**WRITTEN TASK**
Recast the listing as a Markdown table with the columns Row and Entry. Include only the lines between the line holding "In this UI capture, mark the location of the overcast sky." and the line holding "[66,48,241,144]", inclusive, give each row a number, and leave out blank lines.
----
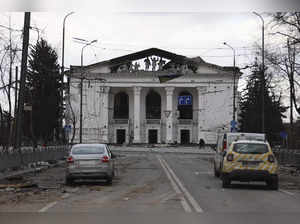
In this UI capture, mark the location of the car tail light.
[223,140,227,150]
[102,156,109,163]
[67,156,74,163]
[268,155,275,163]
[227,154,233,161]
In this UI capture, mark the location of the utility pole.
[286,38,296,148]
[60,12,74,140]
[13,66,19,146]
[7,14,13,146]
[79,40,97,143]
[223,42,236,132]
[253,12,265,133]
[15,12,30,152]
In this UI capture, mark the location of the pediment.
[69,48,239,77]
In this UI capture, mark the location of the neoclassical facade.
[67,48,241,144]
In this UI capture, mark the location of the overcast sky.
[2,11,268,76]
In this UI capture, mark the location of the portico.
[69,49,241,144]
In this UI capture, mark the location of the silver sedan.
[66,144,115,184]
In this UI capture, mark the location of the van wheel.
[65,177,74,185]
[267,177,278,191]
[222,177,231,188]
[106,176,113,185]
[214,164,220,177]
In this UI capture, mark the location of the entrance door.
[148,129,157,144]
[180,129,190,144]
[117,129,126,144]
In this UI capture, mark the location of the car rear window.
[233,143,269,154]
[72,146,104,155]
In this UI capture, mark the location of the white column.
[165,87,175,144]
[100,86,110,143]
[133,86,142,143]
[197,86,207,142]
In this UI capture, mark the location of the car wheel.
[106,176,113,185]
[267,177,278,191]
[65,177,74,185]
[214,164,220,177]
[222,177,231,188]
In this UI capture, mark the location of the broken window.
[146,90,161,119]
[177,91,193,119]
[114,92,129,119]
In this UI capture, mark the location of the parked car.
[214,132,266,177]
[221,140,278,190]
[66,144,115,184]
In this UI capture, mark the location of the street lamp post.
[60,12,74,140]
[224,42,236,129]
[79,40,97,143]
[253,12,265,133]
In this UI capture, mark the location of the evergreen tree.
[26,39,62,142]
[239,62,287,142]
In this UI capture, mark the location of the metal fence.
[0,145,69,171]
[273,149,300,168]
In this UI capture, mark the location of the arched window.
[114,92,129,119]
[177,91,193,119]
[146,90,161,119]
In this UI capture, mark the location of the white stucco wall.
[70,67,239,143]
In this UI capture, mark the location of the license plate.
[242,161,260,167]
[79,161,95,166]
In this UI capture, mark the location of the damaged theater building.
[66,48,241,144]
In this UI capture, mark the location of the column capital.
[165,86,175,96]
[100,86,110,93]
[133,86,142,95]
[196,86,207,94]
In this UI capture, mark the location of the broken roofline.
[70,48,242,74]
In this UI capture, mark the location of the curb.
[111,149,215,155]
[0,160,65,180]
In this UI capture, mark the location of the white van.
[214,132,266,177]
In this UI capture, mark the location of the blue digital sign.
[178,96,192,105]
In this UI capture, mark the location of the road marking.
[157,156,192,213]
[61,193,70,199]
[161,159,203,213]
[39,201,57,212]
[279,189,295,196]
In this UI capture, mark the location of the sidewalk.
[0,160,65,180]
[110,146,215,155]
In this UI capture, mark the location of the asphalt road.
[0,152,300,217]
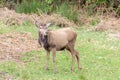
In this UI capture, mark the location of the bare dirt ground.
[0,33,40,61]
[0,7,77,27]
----
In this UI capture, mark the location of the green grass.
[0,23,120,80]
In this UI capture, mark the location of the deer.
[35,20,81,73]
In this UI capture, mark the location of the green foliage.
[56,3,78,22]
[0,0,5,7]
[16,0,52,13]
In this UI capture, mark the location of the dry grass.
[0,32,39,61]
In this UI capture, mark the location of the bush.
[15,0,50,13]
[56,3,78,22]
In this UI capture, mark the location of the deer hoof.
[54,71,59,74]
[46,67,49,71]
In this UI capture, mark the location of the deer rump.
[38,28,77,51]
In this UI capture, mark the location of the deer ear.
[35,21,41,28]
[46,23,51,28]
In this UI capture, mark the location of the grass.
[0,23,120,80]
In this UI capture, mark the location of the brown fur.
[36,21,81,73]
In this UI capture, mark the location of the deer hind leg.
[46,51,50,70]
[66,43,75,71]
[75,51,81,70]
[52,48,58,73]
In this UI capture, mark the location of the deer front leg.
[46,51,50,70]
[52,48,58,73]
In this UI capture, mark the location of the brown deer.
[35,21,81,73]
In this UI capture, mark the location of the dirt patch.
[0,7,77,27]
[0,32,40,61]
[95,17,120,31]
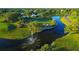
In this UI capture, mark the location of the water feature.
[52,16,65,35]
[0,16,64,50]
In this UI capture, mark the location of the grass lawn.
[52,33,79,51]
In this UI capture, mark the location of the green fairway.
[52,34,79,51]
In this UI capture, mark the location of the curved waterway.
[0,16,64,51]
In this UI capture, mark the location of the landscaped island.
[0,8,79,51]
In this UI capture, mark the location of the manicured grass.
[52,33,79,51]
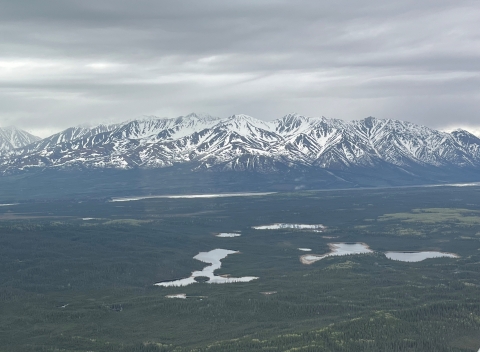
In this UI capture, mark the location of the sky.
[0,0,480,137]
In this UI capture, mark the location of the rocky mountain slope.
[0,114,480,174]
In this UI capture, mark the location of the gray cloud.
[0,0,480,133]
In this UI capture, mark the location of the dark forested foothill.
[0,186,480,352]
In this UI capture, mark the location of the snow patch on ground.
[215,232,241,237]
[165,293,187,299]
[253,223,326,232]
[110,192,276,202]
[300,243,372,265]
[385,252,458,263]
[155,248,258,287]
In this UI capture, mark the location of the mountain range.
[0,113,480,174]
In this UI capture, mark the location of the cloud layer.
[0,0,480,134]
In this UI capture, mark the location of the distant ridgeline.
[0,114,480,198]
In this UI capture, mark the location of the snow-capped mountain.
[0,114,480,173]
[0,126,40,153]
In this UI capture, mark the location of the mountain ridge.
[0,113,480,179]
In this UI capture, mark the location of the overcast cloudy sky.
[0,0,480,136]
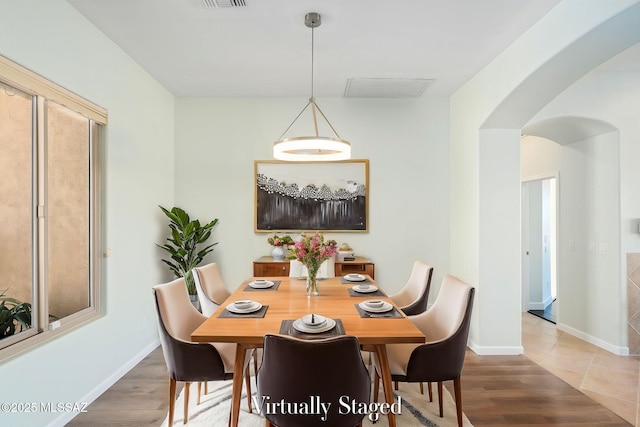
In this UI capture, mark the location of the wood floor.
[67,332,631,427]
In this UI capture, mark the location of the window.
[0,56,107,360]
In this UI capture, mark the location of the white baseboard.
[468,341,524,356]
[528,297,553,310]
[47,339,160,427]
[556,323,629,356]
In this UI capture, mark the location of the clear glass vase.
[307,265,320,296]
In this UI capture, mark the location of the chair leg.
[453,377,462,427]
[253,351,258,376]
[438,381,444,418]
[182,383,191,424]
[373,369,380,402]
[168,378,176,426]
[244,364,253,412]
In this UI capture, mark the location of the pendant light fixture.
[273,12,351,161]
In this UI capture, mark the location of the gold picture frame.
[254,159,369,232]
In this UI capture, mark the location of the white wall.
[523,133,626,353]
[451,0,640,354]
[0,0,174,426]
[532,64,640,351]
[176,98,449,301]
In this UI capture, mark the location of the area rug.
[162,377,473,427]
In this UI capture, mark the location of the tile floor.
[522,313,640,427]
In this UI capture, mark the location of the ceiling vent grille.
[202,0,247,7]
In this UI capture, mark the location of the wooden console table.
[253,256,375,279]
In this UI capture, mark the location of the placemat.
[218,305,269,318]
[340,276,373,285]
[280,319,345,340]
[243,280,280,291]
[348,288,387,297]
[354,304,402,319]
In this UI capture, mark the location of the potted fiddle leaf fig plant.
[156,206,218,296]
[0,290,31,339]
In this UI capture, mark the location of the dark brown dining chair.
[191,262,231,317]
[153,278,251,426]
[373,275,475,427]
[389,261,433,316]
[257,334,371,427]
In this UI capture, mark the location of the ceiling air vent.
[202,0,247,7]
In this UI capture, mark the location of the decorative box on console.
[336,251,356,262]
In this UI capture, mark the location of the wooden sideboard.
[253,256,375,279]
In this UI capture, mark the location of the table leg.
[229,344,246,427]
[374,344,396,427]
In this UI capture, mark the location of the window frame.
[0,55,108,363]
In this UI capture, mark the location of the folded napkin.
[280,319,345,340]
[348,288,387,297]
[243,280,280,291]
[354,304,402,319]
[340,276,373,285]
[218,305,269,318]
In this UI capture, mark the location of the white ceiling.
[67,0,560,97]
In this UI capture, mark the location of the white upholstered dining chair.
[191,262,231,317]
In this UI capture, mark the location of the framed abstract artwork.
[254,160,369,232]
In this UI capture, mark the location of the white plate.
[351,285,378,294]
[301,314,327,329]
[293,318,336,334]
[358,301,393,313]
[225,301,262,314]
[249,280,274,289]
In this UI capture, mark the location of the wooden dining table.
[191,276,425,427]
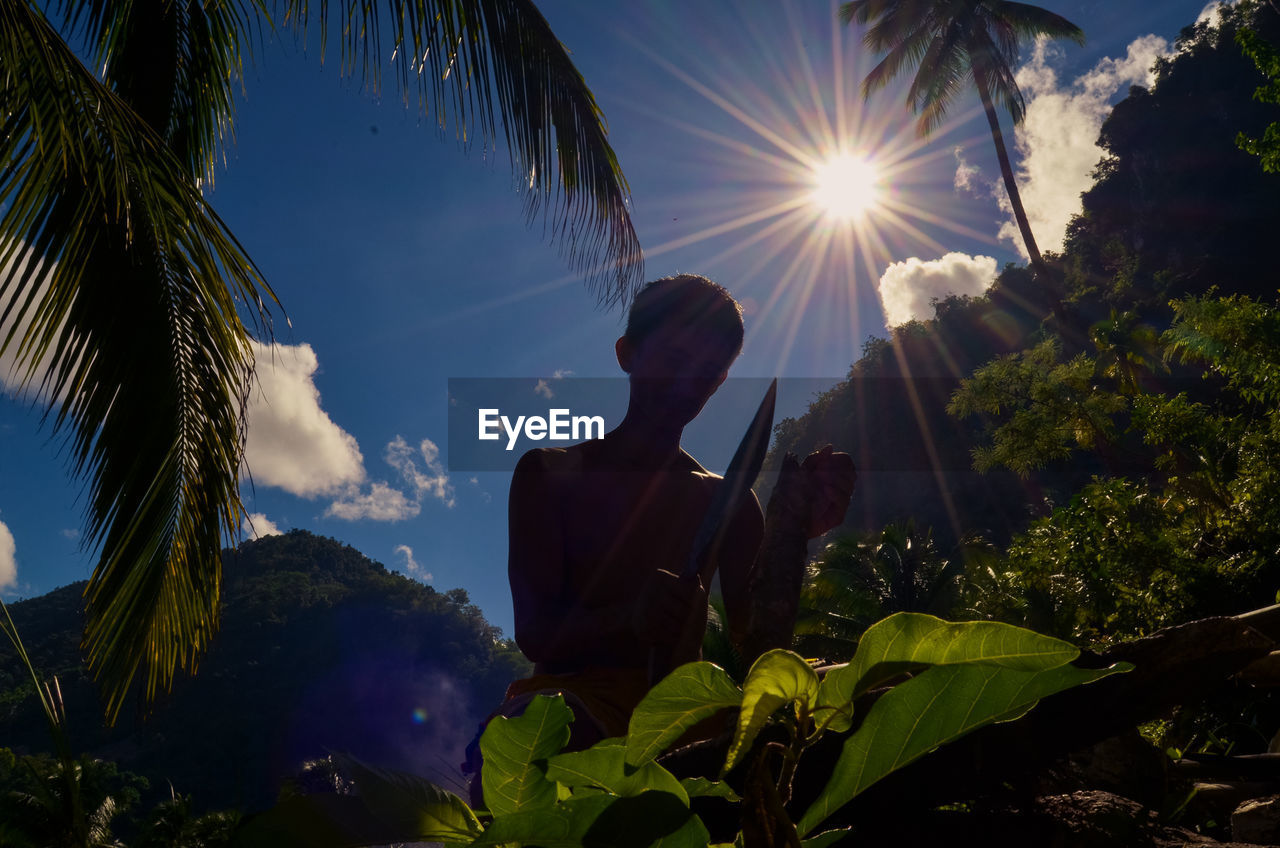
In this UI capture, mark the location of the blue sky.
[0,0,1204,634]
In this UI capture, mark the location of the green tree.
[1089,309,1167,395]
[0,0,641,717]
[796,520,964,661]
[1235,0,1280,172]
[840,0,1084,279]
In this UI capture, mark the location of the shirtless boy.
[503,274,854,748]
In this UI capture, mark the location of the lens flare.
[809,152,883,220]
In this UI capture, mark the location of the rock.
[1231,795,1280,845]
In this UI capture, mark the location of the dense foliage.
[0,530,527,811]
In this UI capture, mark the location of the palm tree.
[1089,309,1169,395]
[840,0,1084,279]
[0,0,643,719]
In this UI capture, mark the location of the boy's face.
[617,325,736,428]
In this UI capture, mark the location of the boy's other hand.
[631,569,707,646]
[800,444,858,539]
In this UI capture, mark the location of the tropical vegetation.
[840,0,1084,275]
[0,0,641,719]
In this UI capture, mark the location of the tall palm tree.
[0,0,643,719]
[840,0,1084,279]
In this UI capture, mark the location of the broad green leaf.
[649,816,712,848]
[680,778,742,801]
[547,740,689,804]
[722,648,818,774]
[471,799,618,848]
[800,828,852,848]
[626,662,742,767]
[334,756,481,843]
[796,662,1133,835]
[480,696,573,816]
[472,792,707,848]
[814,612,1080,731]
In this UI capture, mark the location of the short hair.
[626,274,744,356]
----
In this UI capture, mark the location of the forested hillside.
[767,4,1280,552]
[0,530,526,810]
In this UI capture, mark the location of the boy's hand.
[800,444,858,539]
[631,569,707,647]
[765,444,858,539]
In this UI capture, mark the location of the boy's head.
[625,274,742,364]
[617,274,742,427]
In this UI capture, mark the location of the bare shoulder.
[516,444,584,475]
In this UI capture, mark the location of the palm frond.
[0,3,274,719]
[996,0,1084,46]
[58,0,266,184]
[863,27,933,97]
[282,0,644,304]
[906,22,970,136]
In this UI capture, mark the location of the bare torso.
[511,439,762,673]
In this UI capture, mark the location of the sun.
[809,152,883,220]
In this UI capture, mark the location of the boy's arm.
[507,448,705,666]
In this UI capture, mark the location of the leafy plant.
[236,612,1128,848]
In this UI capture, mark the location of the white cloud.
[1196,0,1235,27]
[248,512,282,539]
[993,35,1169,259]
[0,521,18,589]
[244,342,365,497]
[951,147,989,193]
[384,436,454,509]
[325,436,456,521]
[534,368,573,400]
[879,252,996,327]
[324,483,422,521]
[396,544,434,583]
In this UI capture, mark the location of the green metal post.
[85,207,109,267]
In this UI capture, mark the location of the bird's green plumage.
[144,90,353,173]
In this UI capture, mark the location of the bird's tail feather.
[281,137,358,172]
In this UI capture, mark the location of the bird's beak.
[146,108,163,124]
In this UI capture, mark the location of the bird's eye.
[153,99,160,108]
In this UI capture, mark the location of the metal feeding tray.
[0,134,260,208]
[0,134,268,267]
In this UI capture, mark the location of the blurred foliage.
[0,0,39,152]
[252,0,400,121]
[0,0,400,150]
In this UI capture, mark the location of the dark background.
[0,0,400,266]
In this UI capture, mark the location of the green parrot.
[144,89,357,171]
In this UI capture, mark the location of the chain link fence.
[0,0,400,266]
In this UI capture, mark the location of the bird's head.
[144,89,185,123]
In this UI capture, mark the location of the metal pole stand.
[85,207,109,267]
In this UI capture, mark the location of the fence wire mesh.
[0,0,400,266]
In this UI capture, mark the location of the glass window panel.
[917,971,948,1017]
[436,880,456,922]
----
**TASK ANSWER**
| Row | Entry |
|---|---|
| 1 | In this UI capture, mark the location of the overcast sky. |
| 2 | [2,11,268,76] |
| 3 | In this UI capture, mark the location of the portico. |
| 4 | [69,49,241,144] |
| 5 | In this UI capture, mark the location of the silver sedan. |
| 6 | [66,144,115,184] |
| 7 | In this UI capture, mark the location of the van wheel. |
| 8 | [65,177,74,185] |
| 9 | [267,177,278,191] |
| 10 | [222,177,231,188] |
| 11 | [106,176,113,185] |
| 12 | [214,164,220,177] |
| 13 | In this UI capture, mark the location of the entrance door. |
| 14 | [148,129,157,144] |
| 15 | [180,129,190,144] |
| 16 | [117,129,126,144] |
| 17 | In this UI capture, mark the location of the car rear window. |
| 18 | [233,143,269,154] |
| 19 | [72,146,104,155] |
| 20 | In this UI capture, mark the location of the white column. |
| 21 | [165,87,175,144] |
| 22 | [100,86,110,143] |
| 23 | [133,86,142,143] |
| 24 | [197,86,207,142] |
| 25 | In this UI capture, mark the location of the car wheel. |
| 26 | [106,176,113,185] |
| 27 | [267,177,278,191] |
| 28 | [65,177,74,185] |
| 29 | [214,164,220,177] |
| 30 | [222,177,231,188] |
| 31 | In this UI capture, mark the location of the broken window. |
| 32 | [146,90,161,119] |
| 33 | [177,91,193,119] |
| 34 | [114,92,129,119] |
| 35 | In this UI capture, mark the location of the parked car. |
| 36 | [214,132,266,177] |
| 37 | [221,140,278,190] |
| 38 | [66,144,115,184] |
| 39 | In this UI capture, mark the location of the street lamp post. |
| 40 | [60,12,74,140] |
| 41 | [224,42,236,129] |
| 42 | [79,40,97,143] |
| 43 | [253,12,265,133] |
| 44 | In this UI capture, mark the location of the evergreen tree. |
| 45 | [26,39,62,142] |
| 46 | [239,62,287,142] |
| 47 | In this UI capture, mark the location of the metal fence. |
| 48 | [0,145,69,171] |
| 49 | [273,149,300,168] |
| 50 | In this UI capture, mark the location of the arched window. |
| 51 | [114,92,129,119] |
| 52 | [177,91,193,119] |
| 53 | [146,90,161,119] |
| 54 | In this UI capture, mark the location of the white stucco wall. |
| 55 | [70,67,239,143] |
| 56 | In this UI capture, mark the location of the license plate. |
| 57 | [242,161,260,167] |
| 58 | [79,161,95,166] |
| 59 | In this UI capture, mark the location of the damaged theater building. |
| 60 | [66,48,241,144] |